| About this exercise |
Copy each line of the data below with the word "instance".

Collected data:

※

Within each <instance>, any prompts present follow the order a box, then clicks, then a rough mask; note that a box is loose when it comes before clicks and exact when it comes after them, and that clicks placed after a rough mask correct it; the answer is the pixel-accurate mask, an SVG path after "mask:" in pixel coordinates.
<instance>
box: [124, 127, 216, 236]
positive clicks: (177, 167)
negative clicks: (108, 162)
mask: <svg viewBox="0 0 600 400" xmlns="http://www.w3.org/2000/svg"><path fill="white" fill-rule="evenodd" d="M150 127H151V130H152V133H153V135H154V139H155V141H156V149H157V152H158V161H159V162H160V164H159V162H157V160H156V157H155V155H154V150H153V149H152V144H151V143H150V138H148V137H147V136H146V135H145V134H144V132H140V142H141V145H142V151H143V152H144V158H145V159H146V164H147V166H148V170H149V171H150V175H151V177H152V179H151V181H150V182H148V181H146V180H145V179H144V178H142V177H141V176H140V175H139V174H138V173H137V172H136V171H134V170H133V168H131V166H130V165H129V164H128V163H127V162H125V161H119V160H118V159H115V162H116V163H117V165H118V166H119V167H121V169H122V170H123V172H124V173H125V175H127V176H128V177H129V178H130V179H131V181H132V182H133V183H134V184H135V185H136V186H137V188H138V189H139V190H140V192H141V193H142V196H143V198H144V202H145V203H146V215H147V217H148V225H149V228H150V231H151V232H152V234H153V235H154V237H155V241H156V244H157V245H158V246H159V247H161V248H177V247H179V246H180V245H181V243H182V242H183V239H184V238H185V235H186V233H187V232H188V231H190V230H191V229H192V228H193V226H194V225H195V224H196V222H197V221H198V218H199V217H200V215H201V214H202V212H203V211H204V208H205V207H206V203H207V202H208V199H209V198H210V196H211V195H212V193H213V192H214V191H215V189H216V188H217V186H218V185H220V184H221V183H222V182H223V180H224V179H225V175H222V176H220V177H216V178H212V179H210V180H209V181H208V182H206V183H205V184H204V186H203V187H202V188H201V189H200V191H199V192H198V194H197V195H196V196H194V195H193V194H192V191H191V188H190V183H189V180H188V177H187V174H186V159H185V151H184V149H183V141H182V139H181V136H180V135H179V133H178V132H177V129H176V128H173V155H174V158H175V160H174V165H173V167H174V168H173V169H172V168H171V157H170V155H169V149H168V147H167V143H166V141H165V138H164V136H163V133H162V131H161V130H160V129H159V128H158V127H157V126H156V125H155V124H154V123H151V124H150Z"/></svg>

※

| Finished task |
Within each <instance>, any prompts present follow the order a box, then clicks, then a rough mask; note that a box is loose when it comes before clicks and exact when it comes after them, and that clicks placed after a rough mask correct it; the answer is the pixel-accurate mask, an SVG path after "mask:" in pixel coordinates.
<instance>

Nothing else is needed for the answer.